• _Source extract_:

━━━━━━━━━━━━━━━━━━━━

26 April 2024

AI makes it possible to quickly and accurately mark areas to be eliminated with radiation when treating cancerous tumours. But there is a lack of medical data to train AI models with. Attempts are therefore underway to train the models with so-called synthetic medical images.

The image consists of two parts: four sections views of a brain on the one side and fous sections of another brain on the other side
One of these two images is real and one is synthetic. Which one do you think is the synthetic one?*

To use radiation therapy to treat cancerous tumours, it is important to know exactly where the tumour is located. Oncologists, i.e. medical doctors with special training in diagnosing and treating cancer, also need to take organs at risk into account. An organ at risk is an important organ close to the tumour. By pinpointing the exact area, the radiation can eliminate the tumour tissue without damaging important adjacent tissue. To locate tumours and organs at risk, an MR scanner is used to collect different types of images. Before radiation therapy, a radiation oncologist must often manually draw the tumour and organs at risk in these images, which can take several hours for a single patient. By instead using artificial intelligence, AI, all areas can be drawn automatically and thus save many hours in healthcare.

Important with large training sets

AI models for radiotherapy are trained on a large number of medical images, where the radiation oncologist's drawings are used as the correct interpretation. It is important that the training set represents as large a percentage of the population as possible, so that the models can be used on all patients. However, there is a lack of medical images and medical information to train AI models with, as there are several legal aspects to consider. Among other things, ethical approval is required when such sensitive information is to be used for research.

Generating images to create large training sets

In an article published in the journal Scientific Data, LiU researchers describe how they evaluate the approach of instead generating images to train AI models with. Such images are called synthetic images. 

“Synthetic images may be easier to share with other researchers. Since synthetic images do not belong to a specific person, GDPR is not applicable,” says senior associate professor Anders Eklund.

Portraits of three researchers
Anders Eklund, senior associate professor at the Department of Biomedical Engineering (IMT) and the Department of Computer and Information Science (IDA), is together with postdoc Muhammad Usman Akbar (IMT) investigating the possibility of generating so-called synthetic images to train AI models with. Neuroradiologist Ida Blystad has visually assessed the synthetic images. She is also Adjunct Associate Professor at the Department of Health, Medicine and Caring Sciences (HMV).

The researchers created the synthetic images using an open collection of data called BraTS. BraTS includes MR images and marked tumors for brain tumor patients from a variety of hospitals. Since the images are based on open data, the research team has been able to share the synthetic images on the AIDA (Analytic Imaging Diagnostics Arena) data hub, so that other researchers can use these images.

Berzelius helped them to save years of waiting

The supercomputer Berzelius.
The supercomputer Berzelius, one of the world's fastest computers.Photo credit: Thor Balkhed
Anders Eklund's research group has great help from the Berzelius supercomputer at the National Supercomputer Center (NSC) at Linköping University. To create and evaluate synthetic MR images of brain tumors, the researchers have used Berzelius effectively. If they instead had used an ordinary powerful computer, the same job would have taken more than five years.

━━━━━━━━━━━━━━━━━━━━

• _Problem_:
Copy the part of the article on synthetic medical images that begins at "AI models for" and stops after "called synthetic images.", switching "ethical approval" to "ethics review approval". The records that follow come from a different source than the article.

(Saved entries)
━━━━━━━━━━━━━━━━━━━━

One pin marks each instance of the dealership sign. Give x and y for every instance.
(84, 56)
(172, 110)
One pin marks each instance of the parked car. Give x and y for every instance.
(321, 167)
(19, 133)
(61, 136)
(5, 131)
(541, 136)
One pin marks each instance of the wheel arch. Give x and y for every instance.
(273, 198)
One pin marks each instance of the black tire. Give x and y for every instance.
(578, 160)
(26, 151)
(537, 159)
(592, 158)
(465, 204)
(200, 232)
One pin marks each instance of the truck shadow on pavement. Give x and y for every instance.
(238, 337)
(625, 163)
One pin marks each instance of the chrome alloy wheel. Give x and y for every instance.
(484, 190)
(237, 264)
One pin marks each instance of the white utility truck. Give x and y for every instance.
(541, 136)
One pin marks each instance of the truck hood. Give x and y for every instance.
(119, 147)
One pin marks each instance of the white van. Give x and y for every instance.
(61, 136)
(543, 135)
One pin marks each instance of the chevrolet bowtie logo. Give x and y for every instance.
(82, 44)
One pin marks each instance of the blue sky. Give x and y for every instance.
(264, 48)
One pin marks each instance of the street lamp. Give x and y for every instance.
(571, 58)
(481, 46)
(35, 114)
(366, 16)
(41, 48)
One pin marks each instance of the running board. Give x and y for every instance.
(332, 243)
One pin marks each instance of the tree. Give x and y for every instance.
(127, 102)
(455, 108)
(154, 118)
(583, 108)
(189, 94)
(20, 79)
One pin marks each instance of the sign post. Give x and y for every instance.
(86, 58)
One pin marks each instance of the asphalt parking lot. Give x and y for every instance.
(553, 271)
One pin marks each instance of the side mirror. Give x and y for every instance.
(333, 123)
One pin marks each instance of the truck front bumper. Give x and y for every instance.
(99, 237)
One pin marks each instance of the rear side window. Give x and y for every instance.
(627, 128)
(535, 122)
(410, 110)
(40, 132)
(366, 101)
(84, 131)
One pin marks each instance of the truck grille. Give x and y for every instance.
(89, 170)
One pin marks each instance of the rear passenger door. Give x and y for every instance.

━━━━━━━━━━━━━━━━━━━━

• _Solution to the problem_:
AI models for radiotherapy are trained on a large number of medical images, where the radiation oncologist's drawings are used as the correct interpretation. It is important that the training set represents as large a percentage of the population as possible, so that the models can be used on all patients. However, there is a lack of medical images and medical information to train AI models with, as there are several legal aspects to consider. Among other things, ethics review approval is required when such sensitive information is to be used for research.

Generating images to create large training sets

In an article published in the journal Scientific Data, LiU researchers describe how they evaluate the approach of instead generating images to train AI models with. Such images are called synthetic images.